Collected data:

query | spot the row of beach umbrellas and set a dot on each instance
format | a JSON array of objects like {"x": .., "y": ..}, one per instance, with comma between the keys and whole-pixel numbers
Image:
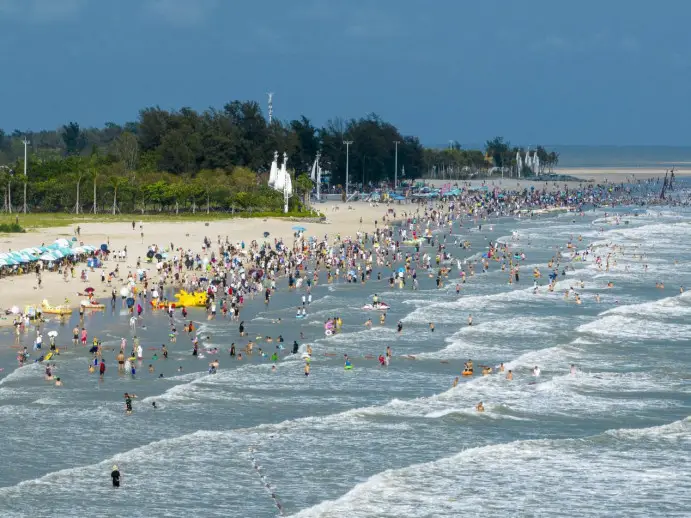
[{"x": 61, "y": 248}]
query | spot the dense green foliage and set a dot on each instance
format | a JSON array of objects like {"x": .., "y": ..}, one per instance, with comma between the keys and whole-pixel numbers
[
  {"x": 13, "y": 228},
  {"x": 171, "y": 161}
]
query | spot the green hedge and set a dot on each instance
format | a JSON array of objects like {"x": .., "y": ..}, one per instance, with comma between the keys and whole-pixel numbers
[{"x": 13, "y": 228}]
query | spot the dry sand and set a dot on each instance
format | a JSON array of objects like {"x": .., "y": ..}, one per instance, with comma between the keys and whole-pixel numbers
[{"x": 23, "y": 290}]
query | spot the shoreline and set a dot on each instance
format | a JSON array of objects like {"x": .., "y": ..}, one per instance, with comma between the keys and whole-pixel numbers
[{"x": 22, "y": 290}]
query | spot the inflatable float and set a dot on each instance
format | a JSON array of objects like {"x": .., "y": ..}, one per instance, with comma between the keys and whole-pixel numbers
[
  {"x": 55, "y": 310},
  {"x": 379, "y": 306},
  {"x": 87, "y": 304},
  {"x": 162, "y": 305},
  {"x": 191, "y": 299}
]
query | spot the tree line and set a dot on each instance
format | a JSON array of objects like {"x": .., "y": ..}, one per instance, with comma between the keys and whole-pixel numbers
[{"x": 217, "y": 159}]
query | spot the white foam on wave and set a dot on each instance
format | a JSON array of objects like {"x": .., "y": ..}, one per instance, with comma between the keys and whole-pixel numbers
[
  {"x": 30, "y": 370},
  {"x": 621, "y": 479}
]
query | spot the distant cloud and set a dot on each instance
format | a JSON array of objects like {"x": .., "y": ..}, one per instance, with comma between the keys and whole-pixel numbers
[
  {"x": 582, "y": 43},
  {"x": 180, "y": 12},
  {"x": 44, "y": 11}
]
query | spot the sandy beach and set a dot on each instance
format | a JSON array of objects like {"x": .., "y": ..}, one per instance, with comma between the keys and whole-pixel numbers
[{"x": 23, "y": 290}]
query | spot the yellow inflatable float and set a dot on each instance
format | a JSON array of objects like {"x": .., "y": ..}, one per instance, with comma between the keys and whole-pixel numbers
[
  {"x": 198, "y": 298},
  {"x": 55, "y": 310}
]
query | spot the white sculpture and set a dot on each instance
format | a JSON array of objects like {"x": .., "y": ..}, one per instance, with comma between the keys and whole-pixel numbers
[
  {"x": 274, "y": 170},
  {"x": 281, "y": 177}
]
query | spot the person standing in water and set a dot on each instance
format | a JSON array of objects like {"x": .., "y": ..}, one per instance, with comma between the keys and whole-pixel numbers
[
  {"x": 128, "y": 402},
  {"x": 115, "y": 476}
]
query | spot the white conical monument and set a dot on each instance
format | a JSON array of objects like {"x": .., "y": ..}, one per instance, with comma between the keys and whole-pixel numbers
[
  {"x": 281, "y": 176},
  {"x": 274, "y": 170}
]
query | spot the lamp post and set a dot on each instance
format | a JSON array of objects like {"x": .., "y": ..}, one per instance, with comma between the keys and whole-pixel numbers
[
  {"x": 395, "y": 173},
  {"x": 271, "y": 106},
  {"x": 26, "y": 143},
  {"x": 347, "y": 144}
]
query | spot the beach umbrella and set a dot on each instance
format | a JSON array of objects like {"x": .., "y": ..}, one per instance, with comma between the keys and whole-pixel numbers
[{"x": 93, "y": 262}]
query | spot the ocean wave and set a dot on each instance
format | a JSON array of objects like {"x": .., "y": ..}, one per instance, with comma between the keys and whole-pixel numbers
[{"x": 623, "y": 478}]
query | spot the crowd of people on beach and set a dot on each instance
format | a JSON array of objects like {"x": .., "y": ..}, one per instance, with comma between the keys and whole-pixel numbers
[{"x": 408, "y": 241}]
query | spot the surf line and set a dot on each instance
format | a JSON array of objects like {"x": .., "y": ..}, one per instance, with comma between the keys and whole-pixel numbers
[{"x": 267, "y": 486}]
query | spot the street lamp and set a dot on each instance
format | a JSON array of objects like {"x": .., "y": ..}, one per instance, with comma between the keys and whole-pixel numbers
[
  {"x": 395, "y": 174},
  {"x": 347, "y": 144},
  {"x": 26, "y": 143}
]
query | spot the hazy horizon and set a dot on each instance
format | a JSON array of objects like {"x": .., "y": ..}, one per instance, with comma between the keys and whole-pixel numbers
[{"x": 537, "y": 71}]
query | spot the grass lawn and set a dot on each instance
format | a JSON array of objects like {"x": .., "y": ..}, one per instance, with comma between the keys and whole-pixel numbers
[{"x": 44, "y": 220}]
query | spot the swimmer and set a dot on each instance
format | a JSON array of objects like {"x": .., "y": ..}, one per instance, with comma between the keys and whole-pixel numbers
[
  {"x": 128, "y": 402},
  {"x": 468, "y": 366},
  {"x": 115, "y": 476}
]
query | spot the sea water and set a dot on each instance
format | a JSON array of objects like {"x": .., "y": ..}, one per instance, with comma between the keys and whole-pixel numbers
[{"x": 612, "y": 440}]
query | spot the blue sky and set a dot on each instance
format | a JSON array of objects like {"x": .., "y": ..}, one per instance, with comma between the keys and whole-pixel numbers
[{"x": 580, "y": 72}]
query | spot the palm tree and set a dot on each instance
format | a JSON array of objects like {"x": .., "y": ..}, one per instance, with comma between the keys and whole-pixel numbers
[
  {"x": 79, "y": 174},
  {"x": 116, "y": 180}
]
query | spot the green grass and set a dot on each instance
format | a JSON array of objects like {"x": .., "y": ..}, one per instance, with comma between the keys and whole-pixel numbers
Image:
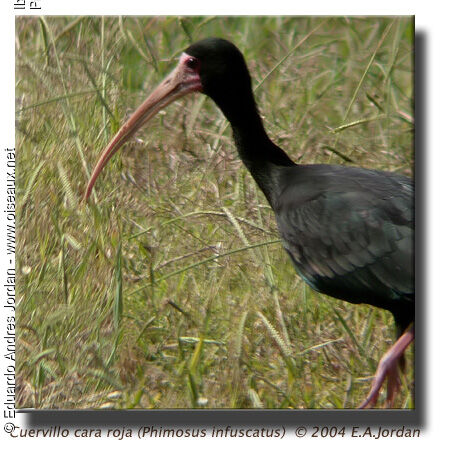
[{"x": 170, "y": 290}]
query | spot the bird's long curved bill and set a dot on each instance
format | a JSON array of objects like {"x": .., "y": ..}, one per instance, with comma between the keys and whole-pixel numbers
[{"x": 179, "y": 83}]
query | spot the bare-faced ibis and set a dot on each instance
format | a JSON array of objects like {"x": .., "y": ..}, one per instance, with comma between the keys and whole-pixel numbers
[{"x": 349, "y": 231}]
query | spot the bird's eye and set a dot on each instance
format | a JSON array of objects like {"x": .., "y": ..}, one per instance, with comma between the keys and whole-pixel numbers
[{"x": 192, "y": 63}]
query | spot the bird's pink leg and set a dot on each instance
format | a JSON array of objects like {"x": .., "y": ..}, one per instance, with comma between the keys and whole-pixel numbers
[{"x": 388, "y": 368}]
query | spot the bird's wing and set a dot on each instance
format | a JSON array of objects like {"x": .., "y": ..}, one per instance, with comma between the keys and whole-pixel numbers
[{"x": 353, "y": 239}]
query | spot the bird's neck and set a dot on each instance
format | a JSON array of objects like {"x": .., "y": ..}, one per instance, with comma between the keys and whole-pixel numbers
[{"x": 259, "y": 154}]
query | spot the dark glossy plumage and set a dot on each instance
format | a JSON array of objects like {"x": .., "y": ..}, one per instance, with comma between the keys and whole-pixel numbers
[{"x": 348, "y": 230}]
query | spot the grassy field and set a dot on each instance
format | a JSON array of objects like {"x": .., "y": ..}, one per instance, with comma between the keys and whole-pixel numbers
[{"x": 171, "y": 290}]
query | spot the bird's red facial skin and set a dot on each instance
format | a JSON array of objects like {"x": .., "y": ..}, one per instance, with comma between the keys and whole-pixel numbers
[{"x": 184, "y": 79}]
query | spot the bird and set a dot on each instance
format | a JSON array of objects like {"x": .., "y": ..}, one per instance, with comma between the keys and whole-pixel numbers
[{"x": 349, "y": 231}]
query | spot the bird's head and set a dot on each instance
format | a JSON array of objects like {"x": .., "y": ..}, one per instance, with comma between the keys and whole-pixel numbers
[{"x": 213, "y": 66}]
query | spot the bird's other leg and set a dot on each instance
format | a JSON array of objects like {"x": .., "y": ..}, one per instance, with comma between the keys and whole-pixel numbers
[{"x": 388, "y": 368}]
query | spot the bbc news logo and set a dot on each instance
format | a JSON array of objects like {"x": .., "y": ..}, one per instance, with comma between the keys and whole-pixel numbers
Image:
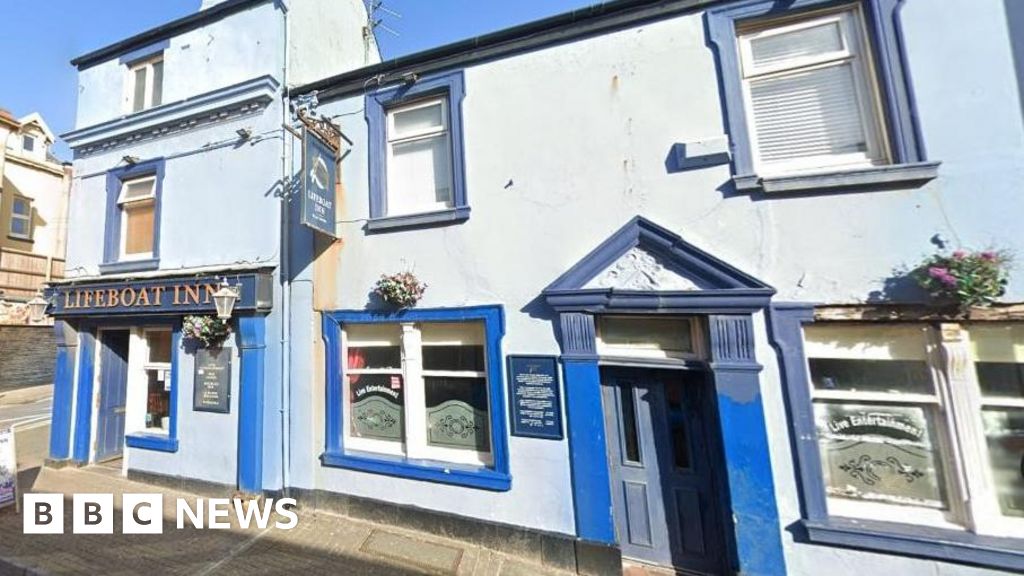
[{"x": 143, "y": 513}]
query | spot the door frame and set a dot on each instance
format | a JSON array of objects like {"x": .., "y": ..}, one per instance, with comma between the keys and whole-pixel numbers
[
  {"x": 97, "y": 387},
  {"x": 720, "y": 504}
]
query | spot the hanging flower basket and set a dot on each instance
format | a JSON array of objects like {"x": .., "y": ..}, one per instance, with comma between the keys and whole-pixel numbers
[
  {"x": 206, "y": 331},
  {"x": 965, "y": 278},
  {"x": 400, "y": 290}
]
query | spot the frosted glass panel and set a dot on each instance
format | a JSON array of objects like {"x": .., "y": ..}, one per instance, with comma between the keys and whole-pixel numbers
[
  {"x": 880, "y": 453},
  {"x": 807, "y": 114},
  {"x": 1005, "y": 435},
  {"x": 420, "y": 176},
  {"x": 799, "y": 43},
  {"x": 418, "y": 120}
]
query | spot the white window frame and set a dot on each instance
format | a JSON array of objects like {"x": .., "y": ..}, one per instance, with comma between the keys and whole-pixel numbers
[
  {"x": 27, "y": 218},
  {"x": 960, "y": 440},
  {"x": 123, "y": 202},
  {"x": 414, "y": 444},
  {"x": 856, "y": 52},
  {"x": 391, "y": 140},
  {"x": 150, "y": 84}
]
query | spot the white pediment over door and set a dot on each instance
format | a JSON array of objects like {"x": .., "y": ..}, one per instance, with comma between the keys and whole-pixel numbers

**What to produce**
Your task is to return, exactly and on their own, the lines from the one containing "query | spot the hanging" through the last line of the listing.

**Answer to the task**
query | spot the hanging flower basket and set a dot on each instance
format | a JSON array of objects like {"x": .., "y": ..}, one per instance, with comma between the keys and whole-pixel numbers
[
  {"x": 206, "y": 331},
  {"x": 965, "y": 278},
  {"x": 400, "y": 290}
]
query | spot the frosted glass panel and set a dot on each instance
format | a JSON array of objects like {"x": .., "y": ..}, one per instance, with comma between the keys and whole-pixel numbers
[
  {"x": 880, "y": 453},
  {"x": 807, "y": 114},
  {"x": 1005, "y": 435},
  {"x": 420, "y": 176},
  {"x": 799, "y": 43},
  {"x": 418, "y": 120}
]
query | spot the white window frame and set a dot on each instance
format | a JSON array of objects like {"x": .., "y": ..}, one per instance, with comma between the keys and whole-pixel numbers
[
  {"x": 27, "y": 218},
  {"x": 960, "y": 440},
  {"x": 123, "y": 202},
  {"x": 414, "y": 444},
  {"x": 856, "y": 52},
  {"x": 391, "y": 140},
  {"x": 150, "y": 84}
]
query | spot the white pediment over door and set a dot on each instance
format | a JSON array of objects like {"x": .., "y": ..}, one per instance, with comma between the keys and whole-pixel numbers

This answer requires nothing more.